### What you should do
Lift every line from the entries that includes the word "burnt".

------ Task material

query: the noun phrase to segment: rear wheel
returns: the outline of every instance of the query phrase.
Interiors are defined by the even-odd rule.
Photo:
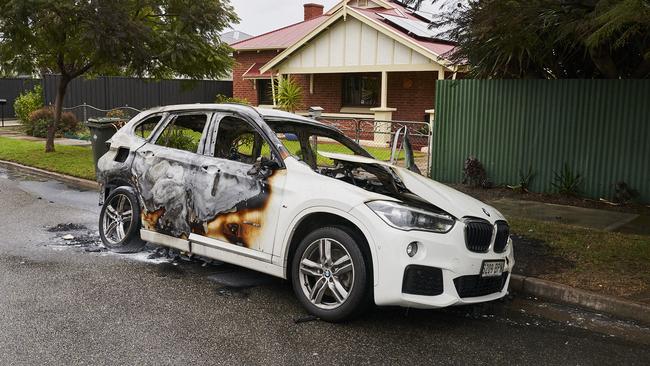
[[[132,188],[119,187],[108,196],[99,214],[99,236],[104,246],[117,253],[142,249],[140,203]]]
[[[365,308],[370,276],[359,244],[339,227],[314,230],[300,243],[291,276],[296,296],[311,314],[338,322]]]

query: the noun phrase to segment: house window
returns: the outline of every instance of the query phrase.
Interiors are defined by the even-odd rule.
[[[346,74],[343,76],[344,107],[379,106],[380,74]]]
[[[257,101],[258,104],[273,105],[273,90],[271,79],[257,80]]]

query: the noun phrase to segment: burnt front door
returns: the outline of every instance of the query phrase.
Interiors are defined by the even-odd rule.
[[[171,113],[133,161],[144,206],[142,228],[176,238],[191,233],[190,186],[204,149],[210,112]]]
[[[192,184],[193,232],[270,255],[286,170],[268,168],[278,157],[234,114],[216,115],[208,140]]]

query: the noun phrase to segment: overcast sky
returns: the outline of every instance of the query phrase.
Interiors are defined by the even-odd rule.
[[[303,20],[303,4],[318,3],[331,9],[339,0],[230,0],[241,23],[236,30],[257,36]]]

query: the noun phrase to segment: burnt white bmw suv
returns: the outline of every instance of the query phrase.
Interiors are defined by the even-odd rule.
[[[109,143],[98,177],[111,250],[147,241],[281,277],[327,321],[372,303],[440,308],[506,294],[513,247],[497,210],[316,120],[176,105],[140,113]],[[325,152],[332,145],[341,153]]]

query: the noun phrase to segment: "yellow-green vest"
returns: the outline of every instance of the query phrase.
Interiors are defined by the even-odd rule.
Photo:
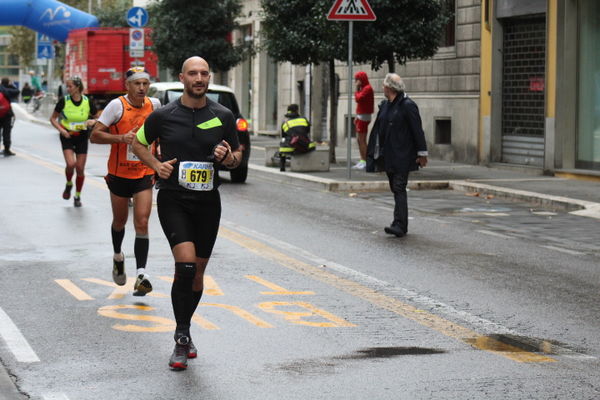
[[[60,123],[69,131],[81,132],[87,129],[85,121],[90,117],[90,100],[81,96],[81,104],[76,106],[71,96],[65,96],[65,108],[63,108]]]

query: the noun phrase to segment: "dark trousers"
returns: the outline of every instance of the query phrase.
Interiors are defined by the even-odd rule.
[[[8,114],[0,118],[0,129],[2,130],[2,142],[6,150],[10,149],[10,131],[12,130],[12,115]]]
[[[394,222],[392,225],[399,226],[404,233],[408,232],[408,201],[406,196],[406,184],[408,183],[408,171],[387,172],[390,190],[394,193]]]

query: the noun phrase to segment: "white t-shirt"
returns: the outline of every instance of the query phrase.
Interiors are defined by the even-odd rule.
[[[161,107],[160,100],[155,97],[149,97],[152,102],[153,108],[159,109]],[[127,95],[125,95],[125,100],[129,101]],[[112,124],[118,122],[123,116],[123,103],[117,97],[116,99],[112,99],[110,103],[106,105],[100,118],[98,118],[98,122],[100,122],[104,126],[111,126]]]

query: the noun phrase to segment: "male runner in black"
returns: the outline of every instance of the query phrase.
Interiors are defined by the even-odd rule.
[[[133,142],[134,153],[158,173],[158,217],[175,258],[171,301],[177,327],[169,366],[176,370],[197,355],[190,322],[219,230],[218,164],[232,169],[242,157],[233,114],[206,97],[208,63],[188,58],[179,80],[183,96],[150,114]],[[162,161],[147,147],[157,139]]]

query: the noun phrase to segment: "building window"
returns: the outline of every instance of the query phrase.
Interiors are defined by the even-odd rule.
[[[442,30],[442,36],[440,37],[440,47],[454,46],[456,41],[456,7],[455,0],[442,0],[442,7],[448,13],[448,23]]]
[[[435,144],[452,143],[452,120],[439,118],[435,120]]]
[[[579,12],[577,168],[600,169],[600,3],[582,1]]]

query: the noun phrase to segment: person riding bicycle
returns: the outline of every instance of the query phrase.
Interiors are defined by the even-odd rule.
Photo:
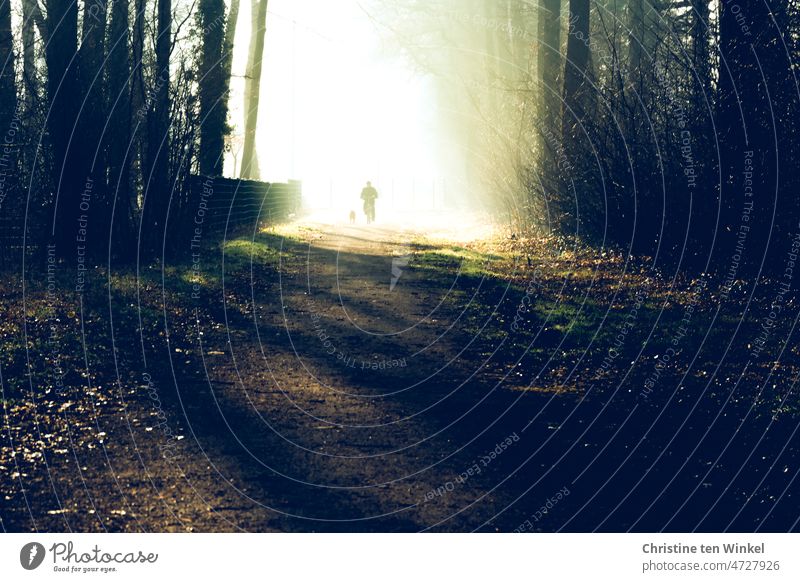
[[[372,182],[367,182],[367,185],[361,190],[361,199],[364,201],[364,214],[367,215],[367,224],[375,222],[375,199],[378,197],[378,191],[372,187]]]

------------
------ Task material

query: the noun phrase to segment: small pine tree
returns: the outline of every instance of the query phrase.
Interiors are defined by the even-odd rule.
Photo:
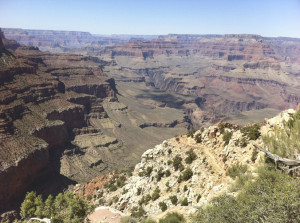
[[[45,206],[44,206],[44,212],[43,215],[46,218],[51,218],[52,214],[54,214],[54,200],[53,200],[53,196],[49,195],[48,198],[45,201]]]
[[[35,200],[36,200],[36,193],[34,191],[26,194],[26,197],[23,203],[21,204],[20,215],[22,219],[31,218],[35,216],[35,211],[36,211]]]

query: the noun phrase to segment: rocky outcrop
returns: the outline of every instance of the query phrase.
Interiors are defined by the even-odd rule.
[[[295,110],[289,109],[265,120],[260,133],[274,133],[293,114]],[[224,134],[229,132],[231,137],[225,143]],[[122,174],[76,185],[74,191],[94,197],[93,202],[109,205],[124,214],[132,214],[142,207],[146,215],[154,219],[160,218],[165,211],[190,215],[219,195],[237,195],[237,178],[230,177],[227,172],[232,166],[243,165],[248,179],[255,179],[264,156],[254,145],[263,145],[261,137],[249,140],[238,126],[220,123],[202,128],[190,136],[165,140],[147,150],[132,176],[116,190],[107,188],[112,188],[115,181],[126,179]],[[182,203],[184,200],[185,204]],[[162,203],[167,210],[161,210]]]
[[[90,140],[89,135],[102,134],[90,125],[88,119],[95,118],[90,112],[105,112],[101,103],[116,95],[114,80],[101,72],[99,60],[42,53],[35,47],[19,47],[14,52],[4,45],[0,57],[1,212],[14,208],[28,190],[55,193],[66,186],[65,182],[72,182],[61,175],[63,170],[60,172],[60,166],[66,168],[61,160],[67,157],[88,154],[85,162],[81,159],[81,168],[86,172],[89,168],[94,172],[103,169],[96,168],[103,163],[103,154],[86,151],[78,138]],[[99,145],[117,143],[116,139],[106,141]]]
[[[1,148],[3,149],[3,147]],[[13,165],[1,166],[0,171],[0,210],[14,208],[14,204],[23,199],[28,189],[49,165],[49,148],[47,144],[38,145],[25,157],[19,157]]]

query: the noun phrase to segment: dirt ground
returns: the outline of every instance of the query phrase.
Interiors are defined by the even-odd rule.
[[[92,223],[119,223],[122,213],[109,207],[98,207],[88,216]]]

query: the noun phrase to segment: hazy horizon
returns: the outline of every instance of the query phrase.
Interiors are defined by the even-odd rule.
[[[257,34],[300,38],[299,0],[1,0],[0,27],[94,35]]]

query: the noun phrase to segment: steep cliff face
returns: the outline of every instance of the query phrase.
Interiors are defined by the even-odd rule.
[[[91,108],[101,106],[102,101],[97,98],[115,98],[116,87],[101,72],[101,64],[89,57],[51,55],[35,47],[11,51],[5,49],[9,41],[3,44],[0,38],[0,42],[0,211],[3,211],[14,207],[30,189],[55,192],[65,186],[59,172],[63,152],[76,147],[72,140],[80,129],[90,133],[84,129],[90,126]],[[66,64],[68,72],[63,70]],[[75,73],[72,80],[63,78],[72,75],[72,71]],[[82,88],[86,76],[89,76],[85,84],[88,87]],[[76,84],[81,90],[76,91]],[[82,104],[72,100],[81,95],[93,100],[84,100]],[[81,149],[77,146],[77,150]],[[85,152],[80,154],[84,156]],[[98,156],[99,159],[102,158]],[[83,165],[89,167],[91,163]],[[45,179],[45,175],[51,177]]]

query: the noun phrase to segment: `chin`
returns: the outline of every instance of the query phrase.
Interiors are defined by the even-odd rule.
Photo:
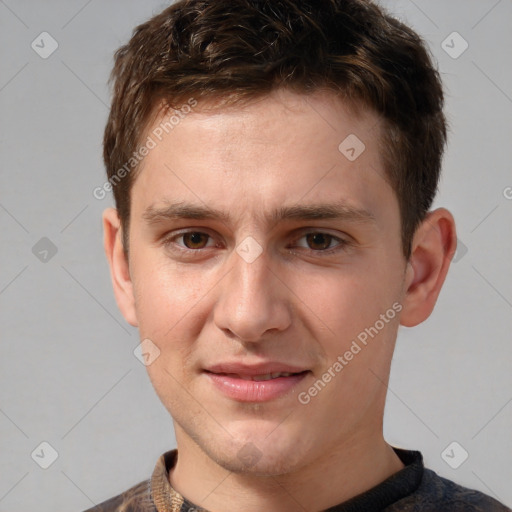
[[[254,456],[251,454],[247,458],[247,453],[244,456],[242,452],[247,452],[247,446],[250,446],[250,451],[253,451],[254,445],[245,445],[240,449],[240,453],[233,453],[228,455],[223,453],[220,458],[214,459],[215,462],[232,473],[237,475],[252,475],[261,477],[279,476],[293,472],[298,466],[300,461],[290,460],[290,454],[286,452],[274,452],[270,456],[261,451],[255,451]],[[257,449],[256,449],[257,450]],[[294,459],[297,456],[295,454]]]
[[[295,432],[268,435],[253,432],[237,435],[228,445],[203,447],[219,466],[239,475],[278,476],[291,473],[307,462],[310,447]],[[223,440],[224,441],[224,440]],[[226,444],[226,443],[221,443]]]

------------

### Your response
query: the noun phrase to segment: burnt front door
query: the noun phrase to segment: burnt white bmw suv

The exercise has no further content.